↓↓↓

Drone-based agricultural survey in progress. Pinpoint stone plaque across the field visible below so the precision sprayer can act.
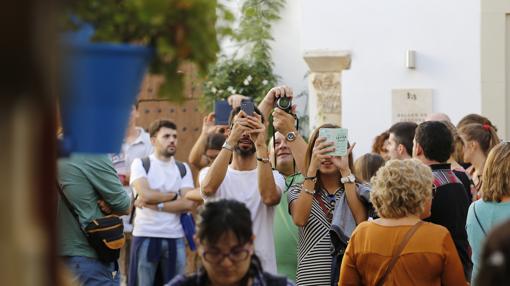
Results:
[391,89,432,124]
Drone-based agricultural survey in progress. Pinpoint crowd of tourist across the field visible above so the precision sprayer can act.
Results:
[57,86,510,286]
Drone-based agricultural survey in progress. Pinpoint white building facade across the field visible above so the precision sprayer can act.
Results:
[272,0,510,156]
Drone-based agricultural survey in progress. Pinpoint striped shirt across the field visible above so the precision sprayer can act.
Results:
[288,186,343,286]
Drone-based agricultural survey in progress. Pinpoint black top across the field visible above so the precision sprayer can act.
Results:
[453,170,473,202]
[425,164,472,281]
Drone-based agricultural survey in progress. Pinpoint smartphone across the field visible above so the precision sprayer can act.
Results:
[241,100,255,116]
[214,100,232,125]
[319,128,347,156]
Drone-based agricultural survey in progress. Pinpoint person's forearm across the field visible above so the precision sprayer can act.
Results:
[140,190,177,204]
[258,98,273,123]
[132,178,177,204]
[287,134,308,174]
[200,144,234,196]
[344,183,368,225]
[290,180,315,227]
[188,132,207,169]
[257,145,281,206]
[163,199,194,213]
[144,199,189,213]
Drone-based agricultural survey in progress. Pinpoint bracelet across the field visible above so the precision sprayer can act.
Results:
[221,141,234,152]
[257,157,269,163]
[303,189,315,196]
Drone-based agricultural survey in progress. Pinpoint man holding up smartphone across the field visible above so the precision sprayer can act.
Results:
[199,102,285,273]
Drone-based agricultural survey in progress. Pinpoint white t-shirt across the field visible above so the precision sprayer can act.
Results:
[199,166,285,274]
[129,154,194,238]
[112,127,152,175]
[111,127,152,232]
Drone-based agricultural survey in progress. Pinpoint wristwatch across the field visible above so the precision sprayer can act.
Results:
[285,131,297,142]
[221,141,234,152]
[340,174,356,184]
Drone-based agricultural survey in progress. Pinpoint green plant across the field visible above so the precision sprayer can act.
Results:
[203,0,285,107]
[63,0,234,101]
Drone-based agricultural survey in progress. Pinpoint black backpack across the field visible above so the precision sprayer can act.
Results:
[129,157,186,224]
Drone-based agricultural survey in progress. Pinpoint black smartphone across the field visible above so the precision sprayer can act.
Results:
[241,100,255,116]
[214,100,232,125]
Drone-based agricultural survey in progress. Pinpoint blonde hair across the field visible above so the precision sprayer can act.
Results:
[459,123,500,156]
[370,159,433,218]
[480,142,510,202]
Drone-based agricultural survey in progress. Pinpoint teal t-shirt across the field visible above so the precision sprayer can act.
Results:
[57,155,130,258]
[466,200,510,285]
[274,174,304,281]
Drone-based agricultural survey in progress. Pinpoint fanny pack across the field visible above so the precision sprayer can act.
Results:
[57,183,126,263]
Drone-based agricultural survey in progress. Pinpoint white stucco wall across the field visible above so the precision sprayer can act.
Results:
[273,0,481,156]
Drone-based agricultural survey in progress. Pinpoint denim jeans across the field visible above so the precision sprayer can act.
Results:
[137,238,186,286]
[64,256,120,286]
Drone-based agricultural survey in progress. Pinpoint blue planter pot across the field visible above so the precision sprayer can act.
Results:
[60,41,152,153]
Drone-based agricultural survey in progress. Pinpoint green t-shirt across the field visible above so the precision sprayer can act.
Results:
[274,173,304,281]
[57,155,130,258]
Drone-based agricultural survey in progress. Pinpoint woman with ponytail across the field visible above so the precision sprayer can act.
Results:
[459,123,500,197]
[168,199,293,286]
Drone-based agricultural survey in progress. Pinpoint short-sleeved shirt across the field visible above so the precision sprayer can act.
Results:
[112,127,152,175]
[57,155,130,258]
[338,222,466,286]
[130,154,194,238]
[288,185,344,286]
[466,200,510,285]
[199,165,285,274]
[273,173,304,281]
[111,127,152,232]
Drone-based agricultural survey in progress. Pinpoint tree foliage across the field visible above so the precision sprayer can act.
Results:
[204,0,285,106]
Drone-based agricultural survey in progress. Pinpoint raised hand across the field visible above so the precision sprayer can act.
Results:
[247,112,266,146]
[273,105,296,135]
[227,94,250,109]
[263,85,294,106]
[331,143,356,176]
[307,137,335,176]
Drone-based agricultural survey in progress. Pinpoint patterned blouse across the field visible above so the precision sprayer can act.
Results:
[288,185,344,286]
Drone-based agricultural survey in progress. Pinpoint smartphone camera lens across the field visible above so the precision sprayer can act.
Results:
[276,97,292,113]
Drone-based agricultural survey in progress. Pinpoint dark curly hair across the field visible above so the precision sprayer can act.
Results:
[414,121,453,163]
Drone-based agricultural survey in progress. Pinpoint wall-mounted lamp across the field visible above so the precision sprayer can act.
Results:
[406,50,416,69]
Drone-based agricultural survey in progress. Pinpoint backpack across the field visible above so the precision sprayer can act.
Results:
[129,157,196,251]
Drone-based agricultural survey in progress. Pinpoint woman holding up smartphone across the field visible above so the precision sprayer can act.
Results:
[288,124,367,286]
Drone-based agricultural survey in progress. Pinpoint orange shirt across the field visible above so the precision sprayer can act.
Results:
[338,222,467,286]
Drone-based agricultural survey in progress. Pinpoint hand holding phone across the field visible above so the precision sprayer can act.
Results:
[319,128,347,156]
[214,100,232,125]
[241,100,255,116]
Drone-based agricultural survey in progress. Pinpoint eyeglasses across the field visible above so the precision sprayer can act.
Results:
[202,248,252,263]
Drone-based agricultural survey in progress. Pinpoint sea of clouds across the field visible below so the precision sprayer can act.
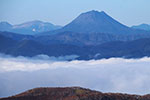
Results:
[0,54,150,97]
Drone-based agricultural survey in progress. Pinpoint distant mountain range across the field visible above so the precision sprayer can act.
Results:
[0,20,61,35]
[0,87,150,100]
[132,24,150,31]
[0,11,150,60]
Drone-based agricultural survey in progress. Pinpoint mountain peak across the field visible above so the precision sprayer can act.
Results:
[63,10,128,33]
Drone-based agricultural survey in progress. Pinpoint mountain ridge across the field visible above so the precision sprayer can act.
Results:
[0,20,61,35]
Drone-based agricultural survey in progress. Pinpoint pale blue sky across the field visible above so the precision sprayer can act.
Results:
[0,0,150,26]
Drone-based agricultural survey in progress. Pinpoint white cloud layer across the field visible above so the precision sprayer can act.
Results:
[0,55,150,97]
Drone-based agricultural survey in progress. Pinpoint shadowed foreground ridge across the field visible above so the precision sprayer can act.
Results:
[0,87,150,100]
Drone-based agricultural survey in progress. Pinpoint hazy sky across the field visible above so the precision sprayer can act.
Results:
[0,0,150,26]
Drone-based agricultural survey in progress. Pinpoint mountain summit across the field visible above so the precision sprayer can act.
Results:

↑↑↑

Copy every row above verbatim, omitting the pictures.

» RESPONSE TO THIS TASK
Drone-based agricultural survey in progress. Pinpoint stone plaque across the field visible below so the precision sprayer can act.
Results:
[391,89,432,124]
Drone-based agricultural survey in progress. Pinpoint crowd of tourist across the field visible above so the precision sprayer can act.
Results:
[57,86,510,286]
Drone-based agricultural survey in progress. Pinpoint white building facade across the field visible above so the precision sprayer can act.
Results:
[272,0,510,156]
Drone-based agricultural survey in progress. Pinpoint striped shirt across the field visible above so the precision sprayer can act.
Results:
[288,186,343,286]
Drone-based agricultural survey in progress. Pinpoint black top across the field visible above so the precision sprayer can act.
Results:
[453,170,473,202]
[425,164,472,281]
Drone-based agricultural survey in progress. Pinpoint smartphone across the field visible above so the precision sprayer can act.
Results:
[241,100,255,116]
[214,100,232,125]
[319,128,347,156]
Drone-based agricultural survey in progress. Pinpoint person's forearm across the field visible above so the precision sprayer can act.
Results:
[140,190,177,204]
[258,98,273,123]
[132,178,177,204]
[287,134,308,174]
[200,144,234,196]
[344,183,368,225]
[290,180,315,227]
[188,132,207,169]
[257,145,281,206]
[163,199,194,213]
[144,199,189,213]
Drone-based agricultural survey in progress. Pinpoint bracelet across the field visible above so the precision sprayer can act.
Results:
[221,141,234,152]
[257,157,269,163]
[303,189,315,196]
Drone-based agricultural survey in progress. Pinpoint man holding up smartphone across the field visible above so the precision sprayer can act.
Results:
[199,102,285,273]
Drone-based agricultural survey in progress. Pinpoint white t-shirt across the field visible above so the precision sprayer can act.
Results:
[199,166,285,274]
[129,154,194,238]
[112,127,152,175]
[111,127,152,232]
Drone-based agricultural survey in progress. Pinpoint wristwatch across the field visible above so the precision sprayer can act.
Results:
[285,131,297,142]
[221,141,234,152]
[340,174,356,184]
Drone-based agricultural survey in progress. Pinpoint green plant across the field visible above so the precision sprayer can act.
Results:
[203,0,285,107]
[63,0,234,101]
Drone-based agricultural survey in progress. Pinpoint black backpack across the field visible above so the precision sprayer can act.
Results:
[129,157,186,224]
Drone-based agricultural survey in progress. Pinpoint black smartphone across the field visible above so the precision sprayer can act.
Results:
[241,100,255,116]
[214,100,232,125]
Drone-based agricultural survey in progress. Pinpoint blonde hair across the field visible above so the precision sprayer can act.
Results:
[459,123,500,156]
[370,159,433,218]
[480,142,510,202]
Drone-based agricultural survey in progress. Pinpoint teal t-shirt across the field visible above so the precision sprayer can act.
Results:
[57,155,130,258]
[466,200,510,285]
[274,174,304,281]
Drone-based agricultural survey in progress. Pinpoint fanny pack across the field visible above so the precision sprayer can act.
Results:
[57,183,126,263]
Drone-based agricultural survey in progress. Pinpoint white stucco wall across the field visible above so the precision sprayer can act.
Results:
[273,0,481,156]
Drone-based agricultural survey in progress. Pinpoint denim jeans across the field visible above so the precision sprayer can act.
Results:
[137,238,186,286]
[64,256,120,286]
Drone-based agricultural survey in progress. Pinpoint blue planter pot across the field visible above so the precision sprayer can act.
Results:
[60,41,152,153]
Drone-based agricultural survey in progress. Pinpoint green t-shirt across the field visible above so the precision sprayer can act.
Results:
[274,173,304,281]
[57,155,130,258]
Drone-based agricultural survey in progress. Pinpoint woman with ponytail across the field visible above so the precision sprayer can act.
Results:
[459,123,500,197]
[168,199,293,286]
Drone-based agricultural survey in progress. Pinpoint short-sleeved shirt across the field visible above so the precision sprayer can act.
Results:
[112,127,152,175]
[57,155,130,258]
[338,222,466,286]
[130,154,194,238]
[288,185,344,286]
[466,200,510,285]
[199,165,285,274]
[273,173,304,281]
[111,127,152,232]
Drone-based agricultural survey in progress. Pinpoint tree foliage across the field visible above so the precision sprayer can act.
Results:
[204,0,285,106]
Drone-based agricultural survey in progress. Pinpoint raised hand across the field visible above so the precision sprayer can act.
Results:
[247,112,266,146]
[273,105,296,135]
[227,94,250,109]
[263,85,294,106]
[331,143,356,176]
[307,137,335,176]
Drone-based agricultural survey in progress. Pinpoint patterned blouse across the field visible above so the precision sprayer can act.
Results:
[288,185,344,286]
Drone-based agricultural survey in progress. Pinpoint smartphone camera lens across the field visible above so the precision sprayer can act.
Results:
[276,97,292,113]
Drone-based agricultural survey in progress. Pinpoint dark curly hair across the field visible above so the precision sprayer can act.
Results:
[414,121,453,163]
Drone-based agricultural survey in progress. Pinpoint wall-mounted lamp across the field visible above so the precision sprayer can act.
Results:
[406,50,416,69]
Drone-based agricultural survey in progress. Pinpoint backpack across the field visible above so the precision sprayer can act.
Results:
[129,157,196,251]
Drone-based agricultural survey in progress. Pinpoint woman holding up smartphone across the field visible above so the precision sprayer can act.
Results:
[288,124,367,286]
Drone-based agricultural survey in progress. Pinpoint orange shirt across the field visible above so the precision sprayer can act.
Results:
[338,222,467,286]
Drone-based agricultural survey in progress. Pinpoint hand holding phone across the field visible above so the precision sprayer can act.
Results:
[319,128,347,156]
[214,100,232,125]
[241,100,255,116]
Drone-based agricultural survey in progress. Pinpoint eyeglasses across the field visible above so the precision sprayer can act.
Results:
[202,248,252,263]
Drone-based agricultural survey in progress. Pinpoint sea of clouds across the field visible below so the precision sprayer can act.
Results:
[0,54,150,97]
Drone-based agricultural survey in progress. Pinpoint distant mountain range across the field visible above so the precision sprayer can act.
Results:
[0,20,61,35]
[0,87,150,100]
[132,24,150,31]
[0,11,150,60]
Drone-based agricultural survey in progress. Pinpoint mountain peak across the field visible above so the precision sprayer can act.
Results:
[63,10,128,33]
Drone-based agricultural survey in progress. Pinpoint mountain ridge across the field visible above so the precision sprayer can act.
Results:
[0,20,61,35]
Drone-based agricultural survey in progress. Pinpoint pale blue sky across the field visible above so the precision sprayer can act.
Results:
[0,0,150,26]
Drone-based agricultural survey in progress. Pinpoint white cloud layer across the field visible above so the precision sprayer can act.
Results:
[0,55,150,97]
Drone-based agricultural survey in progress. Pinpoint shadowed foreground ridge across the field visible above so the precision sprayer can act.
Results:
[0,87,150,100]
Drone-based agricultural survey in progress. Pinpoint hazy sky across the field visible above so the precision sprayer can act.
Results:
[0,0,150,26]
Drone-based agricultural survey in progress. Pinpoint mountain summit across the field visible above so the precision sprayer can act.
Results:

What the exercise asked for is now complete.